• PROVIDED TEXT:
** Begin **

That's the way I see it too.


----------



## Writing Fanatic (Jan 20, 2013)

ppsage said:


> Are we absolutely sure this is a rule? I really need to know. Unless it's too late.



Well, no, though I can't say "my eye popped out onto the counter in amazement".  That's what I mean by within and without reason.


----------



## Foxee (Jan 20, 2013)

KyleColorado said:


> Tim's eyes darted around the room. He screamed, "My eyes!", and stumbled blindly after them, his arms outsretched, his hands grasping at empty air. His left eye ricochetted off the glass window, leaving a small wet streak. His right eye bounced along the countertop.
> 
> His wife, Jane, sighed and slumped in her chair. "We're going to be late. Again."
> 
> "Just one minute, honey," Tim gasped, falling over a stool.


Now this I enjoyed. Please feel free to add a bit more.


----------



## ktee (Jan 21, 2013)

KyleColorado said:


> Tim's eyes darted around the room. He screamed, "My eyes!", and stumbled blindly after them, his arms outsretched, his hands grasping at empty air. His left eye ricochetted off the glass window, leaving a small wet streak. His right eye bounced along the countertop.

** End **

• WHAT YOU NEED TO DO:
Extend the forum thread about eyes darting around the room, picking up right after its last line.

• LISTED RECORDS:
** Begin **

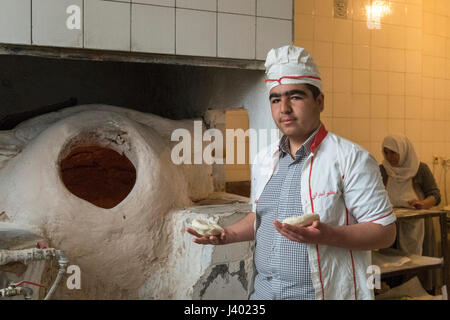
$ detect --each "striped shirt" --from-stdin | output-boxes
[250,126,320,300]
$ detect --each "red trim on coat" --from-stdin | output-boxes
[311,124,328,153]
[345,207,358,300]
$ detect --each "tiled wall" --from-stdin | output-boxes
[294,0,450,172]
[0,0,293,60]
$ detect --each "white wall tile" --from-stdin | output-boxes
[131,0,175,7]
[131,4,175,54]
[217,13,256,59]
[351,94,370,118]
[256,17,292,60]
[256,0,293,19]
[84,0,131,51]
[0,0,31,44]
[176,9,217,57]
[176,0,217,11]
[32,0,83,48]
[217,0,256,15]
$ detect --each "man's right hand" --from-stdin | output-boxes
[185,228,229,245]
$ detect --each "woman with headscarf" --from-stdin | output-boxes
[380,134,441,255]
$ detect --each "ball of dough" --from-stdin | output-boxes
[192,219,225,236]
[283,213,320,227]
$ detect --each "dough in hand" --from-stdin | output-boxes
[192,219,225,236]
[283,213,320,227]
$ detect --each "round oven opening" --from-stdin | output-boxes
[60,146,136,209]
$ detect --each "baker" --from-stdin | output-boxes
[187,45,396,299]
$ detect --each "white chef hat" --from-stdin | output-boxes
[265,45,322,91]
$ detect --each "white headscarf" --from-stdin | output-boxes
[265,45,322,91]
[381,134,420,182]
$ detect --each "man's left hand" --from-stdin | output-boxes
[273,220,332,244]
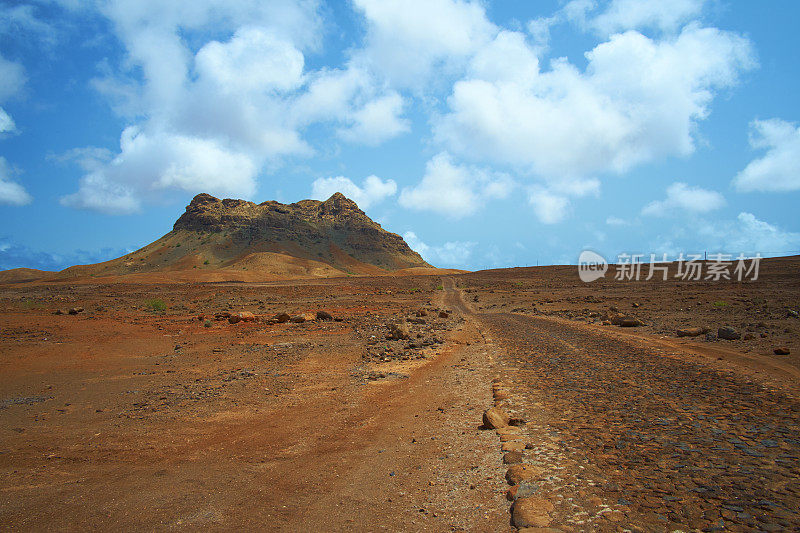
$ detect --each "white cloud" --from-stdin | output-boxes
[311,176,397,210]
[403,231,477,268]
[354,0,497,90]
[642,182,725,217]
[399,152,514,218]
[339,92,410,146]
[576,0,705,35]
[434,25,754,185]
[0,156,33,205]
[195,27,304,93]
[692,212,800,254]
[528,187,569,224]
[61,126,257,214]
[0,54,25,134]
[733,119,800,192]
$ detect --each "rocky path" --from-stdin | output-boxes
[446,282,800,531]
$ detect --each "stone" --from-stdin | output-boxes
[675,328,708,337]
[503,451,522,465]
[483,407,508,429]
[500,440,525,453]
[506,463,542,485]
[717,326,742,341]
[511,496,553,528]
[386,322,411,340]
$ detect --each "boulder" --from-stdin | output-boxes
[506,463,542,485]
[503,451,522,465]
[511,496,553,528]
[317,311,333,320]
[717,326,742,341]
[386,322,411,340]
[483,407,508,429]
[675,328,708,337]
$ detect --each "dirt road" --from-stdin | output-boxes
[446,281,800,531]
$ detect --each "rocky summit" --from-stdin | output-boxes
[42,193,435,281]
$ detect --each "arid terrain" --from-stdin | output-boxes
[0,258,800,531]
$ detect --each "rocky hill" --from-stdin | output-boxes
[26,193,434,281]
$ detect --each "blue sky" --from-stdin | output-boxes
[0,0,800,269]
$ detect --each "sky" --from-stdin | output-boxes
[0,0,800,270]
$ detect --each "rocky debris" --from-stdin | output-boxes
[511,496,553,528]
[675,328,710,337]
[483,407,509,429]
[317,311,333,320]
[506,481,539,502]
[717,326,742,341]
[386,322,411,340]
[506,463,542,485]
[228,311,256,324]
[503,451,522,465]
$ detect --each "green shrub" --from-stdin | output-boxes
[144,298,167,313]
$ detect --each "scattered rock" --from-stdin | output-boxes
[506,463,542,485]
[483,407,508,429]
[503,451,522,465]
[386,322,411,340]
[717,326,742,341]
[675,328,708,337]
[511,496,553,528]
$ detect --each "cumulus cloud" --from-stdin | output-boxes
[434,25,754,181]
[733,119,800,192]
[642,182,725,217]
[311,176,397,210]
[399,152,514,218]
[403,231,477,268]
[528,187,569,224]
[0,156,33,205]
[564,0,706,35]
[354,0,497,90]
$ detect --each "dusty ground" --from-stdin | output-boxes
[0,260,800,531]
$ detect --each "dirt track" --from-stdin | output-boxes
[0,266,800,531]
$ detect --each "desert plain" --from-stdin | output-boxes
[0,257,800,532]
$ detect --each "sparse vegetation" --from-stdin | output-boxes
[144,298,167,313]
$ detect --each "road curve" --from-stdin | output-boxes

** End **
** Begin **

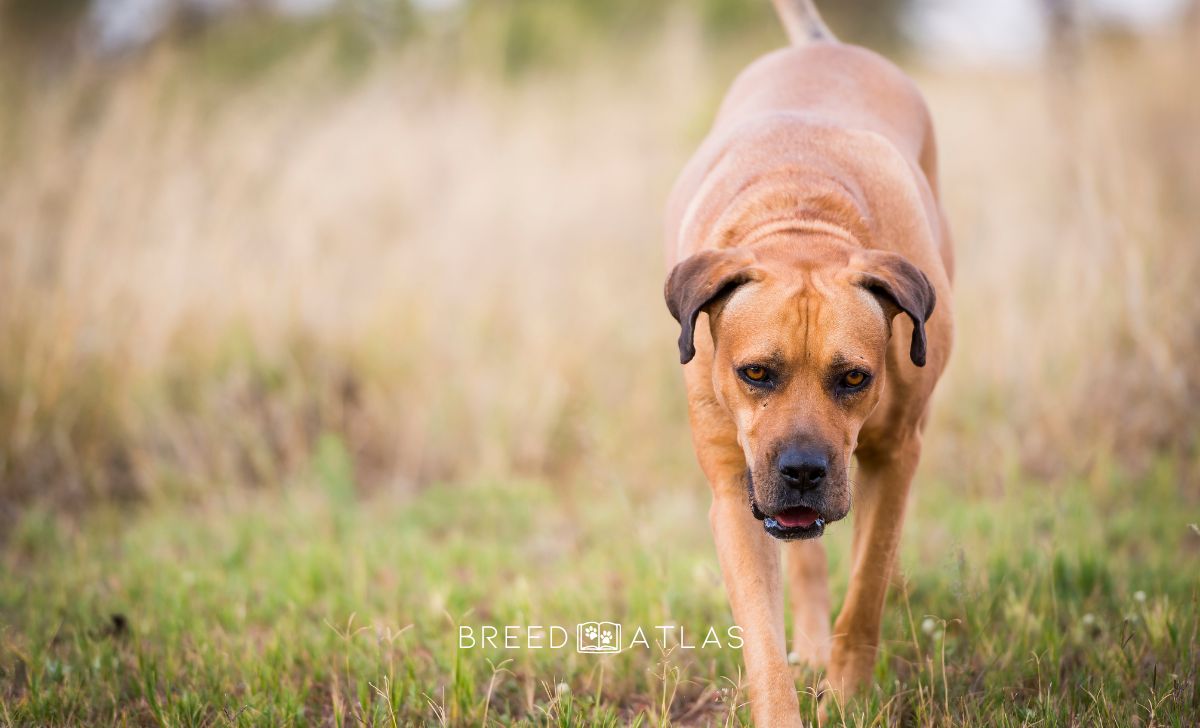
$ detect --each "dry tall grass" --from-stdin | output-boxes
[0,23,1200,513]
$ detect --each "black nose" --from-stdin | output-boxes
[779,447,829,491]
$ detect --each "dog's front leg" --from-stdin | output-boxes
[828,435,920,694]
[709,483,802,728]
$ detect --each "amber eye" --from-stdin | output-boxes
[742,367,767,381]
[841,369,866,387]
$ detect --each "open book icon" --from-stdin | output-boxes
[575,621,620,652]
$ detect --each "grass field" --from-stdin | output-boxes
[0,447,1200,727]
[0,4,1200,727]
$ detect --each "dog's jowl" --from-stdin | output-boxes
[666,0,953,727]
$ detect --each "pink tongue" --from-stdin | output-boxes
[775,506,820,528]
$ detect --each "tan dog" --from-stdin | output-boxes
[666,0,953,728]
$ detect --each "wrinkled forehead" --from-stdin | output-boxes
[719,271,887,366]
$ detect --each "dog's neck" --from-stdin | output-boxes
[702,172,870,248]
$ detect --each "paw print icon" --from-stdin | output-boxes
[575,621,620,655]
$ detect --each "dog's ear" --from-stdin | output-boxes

** End **
** Begin **

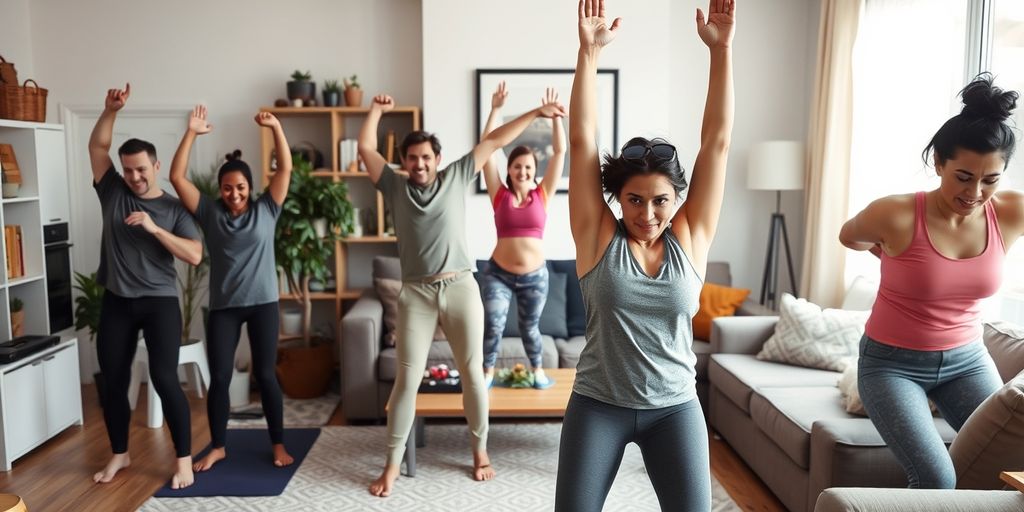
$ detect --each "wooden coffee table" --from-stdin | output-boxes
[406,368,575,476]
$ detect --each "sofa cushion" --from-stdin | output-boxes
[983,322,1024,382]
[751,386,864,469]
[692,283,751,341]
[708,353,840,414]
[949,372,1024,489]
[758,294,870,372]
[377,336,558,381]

** End **

• WRITTEN ANSWER:
> 
> His wife, Jane, sighed and slumped in her chair. "We're going to be late. Again."
> 
> "Just one minute, honey," Tim gasped, falling over a stool.



This is hilarious! And so cathartic. 

I like that you used a "gasped". Whenever I read this it just seems _Mills and Boon_.


----------



## movieman (Jan 21, 2013)

popsprocket said:


> Anyone who takes that phrase at its literal meaning is just being a tool who likes to argue semantics.



Or reading SF, fantasy, horror, or other genres where it may be literally true. Particularly early on when you haven't set up the story world yet.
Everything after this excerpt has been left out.